__What you will do__
• A. Answer these questions from the text on obesity and processed food:
(i) According to the US Centres for Disease Control and Prevention, roughly what share of US adults are obese?
(ii) What body mass index indicates obesity?
(iii) Who gets paid for finding the right mix of salt, sugar and chemicals?
• B. Write a continuation of the text on obesity and processed food, picking up after its final sentence.

__Text shown__
▼
Thursday, February 23, 2012

Coronary capitalism

Obesity affects life expectancy in numerous ways, ranging from cardiovascular disease to some types of cancer. Moreover, obesity - certainly in its morbid manifestations - can affect quality of life. According to the US Centres for Disease Control and Prevention, roughly one-third of US adults are obese (indicated by a body mass index above 30). Even more shockingly, more than one in six children and adolescents are obese, a rate that has tripled since 1980.

Highly processed corn-based food products, with lots of chemical additives, are well known to be a major driver of weight gain, but, from a conventional growth-accounting perspective, they are great stuff. Big agriculture gets paid for growing the corn (often subsidised by the government), and the food processors get paid for adding tonnes of chemicals to create a habit-forming - and thus irresistible - product. Along the way, scientists get paid for finding just the right mix of salt, sugar and chemicals to make the latest instant food maximally addictive; advertisers get paid for peddling it; and, in the end, the healthcare industry makes a fortune treating the disease that inevitably results.
▲
__Information supplied__
▼
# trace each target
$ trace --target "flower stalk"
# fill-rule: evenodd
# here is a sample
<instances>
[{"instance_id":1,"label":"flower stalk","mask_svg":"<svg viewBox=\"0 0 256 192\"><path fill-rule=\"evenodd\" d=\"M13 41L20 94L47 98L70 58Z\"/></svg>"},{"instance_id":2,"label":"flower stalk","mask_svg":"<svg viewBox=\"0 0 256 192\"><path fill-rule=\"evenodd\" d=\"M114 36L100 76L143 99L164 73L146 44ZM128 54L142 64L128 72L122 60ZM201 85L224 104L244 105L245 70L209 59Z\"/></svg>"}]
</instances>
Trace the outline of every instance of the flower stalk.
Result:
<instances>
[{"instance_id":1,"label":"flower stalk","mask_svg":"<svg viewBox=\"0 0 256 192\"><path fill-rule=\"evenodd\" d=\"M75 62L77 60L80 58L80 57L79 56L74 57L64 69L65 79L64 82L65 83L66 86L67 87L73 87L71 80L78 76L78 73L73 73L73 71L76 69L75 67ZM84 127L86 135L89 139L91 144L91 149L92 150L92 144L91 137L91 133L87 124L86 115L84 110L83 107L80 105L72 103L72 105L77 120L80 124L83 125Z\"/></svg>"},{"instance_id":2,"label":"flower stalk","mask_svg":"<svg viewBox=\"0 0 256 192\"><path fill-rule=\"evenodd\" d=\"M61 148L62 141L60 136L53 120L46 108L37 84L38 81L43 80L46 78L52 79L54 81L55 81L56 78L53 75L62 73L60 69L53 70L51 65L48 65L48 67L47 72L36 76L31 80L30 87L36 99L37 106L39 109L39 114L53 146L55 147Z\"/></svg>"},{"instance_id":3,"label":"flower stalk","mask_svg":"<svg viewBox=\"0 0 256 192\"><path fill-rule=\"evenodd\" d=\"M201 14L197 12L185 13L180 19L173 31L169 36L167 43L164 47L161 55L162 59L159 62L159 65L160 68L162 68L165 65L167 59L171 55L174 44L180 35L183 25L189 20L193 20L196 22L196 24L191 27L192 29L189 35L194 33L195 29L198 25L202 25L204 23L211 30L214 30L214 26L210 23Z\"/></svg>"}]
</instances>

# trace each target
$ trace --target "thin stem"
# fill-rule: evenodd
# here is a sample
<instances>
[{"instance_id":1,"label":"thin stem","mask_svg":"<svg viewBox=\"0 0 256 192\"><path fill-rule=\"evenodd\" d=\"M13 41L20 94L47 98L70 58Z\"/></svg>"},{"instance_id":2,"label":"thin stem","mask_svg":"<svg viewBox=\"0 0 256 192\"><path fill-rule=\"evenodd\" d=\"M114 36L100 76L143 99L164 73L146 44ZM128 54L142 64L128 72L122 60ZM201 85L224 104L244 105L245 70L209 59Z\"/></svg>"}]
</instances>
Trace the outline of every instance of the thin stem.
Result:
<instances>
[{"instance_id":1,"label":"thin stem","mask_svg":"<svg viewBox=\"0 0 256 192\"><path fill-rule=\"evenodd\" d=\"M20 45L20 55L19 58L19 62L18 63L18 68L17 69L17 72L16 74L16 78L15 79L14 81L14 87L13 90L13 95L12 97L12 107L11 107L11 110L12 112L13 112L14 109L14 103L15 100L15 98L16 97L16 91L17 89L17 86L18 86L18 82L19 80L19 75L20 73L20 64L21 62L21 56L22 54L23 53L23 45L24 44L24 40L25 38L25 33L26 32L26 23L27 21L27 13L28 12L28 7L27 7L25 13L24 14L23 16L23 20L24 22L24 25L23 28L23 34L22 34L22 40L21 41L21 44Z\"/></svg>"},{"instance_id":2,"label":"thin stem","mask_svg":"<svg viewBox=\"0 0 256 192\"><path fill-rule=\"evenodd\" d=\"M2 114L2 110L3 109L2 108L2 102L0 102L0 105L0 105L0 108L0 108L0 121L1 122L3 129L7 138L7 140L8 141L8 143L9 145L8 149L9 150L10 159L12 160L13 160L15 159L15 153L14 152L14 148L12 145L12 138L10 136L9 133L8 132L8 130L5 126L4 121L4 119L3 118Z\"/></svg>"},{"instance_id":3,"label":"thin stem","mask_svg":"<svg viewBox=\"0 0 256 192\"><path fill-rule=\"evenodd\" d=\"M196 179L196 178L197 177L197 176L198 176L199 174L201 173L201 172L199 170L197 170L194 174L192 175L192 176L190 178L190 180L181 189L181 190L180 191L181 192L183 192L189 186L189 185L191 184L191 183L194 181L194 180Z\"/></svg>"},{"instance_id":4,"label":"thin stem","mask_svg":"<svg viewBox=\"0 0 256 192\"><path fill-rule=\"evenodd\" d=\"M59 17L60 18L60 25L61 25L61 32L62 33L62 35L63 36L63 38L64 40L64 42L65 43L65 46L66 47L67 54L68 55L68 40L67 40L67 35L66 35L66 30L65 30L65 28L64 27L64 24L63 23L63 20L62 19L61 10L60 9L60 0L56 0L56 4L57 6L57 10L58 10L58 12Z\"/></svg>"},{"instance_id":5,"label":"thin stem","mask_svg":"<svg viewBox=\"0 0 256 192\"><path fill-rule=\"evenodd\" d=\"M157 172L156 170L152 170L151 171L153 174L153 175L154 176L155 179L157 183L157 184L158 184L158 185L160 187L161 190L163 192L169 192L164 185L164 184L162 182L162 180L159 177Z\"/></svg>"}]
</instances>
▲
__Answers by task__
• A.
(i) Roughly one-third.
(ii) A body mass index above 30.
(iii) Scientists.

• B.
Coronary capitalism is fantastic for the stock market.

Market forces have spurred innovation, which has continually driven down the price of processed food, even as the price of plain old fruits and vegetables has gone up. But consumers are provided with precious little information through schools, libraries or health campaigns; instead, they are swamped with disinformation through advertising. Conditions for children are particularly alarming. With few resources for high-quality public television in most countries, children are co-opted by channels paid for by advertisements, including by the food industry.

Beyond disinformation, producers have few incentives to internalise the costs of the environmental damage that they cause. Likewise, consumers have little incentive to internalise the health-care costs of their food choices.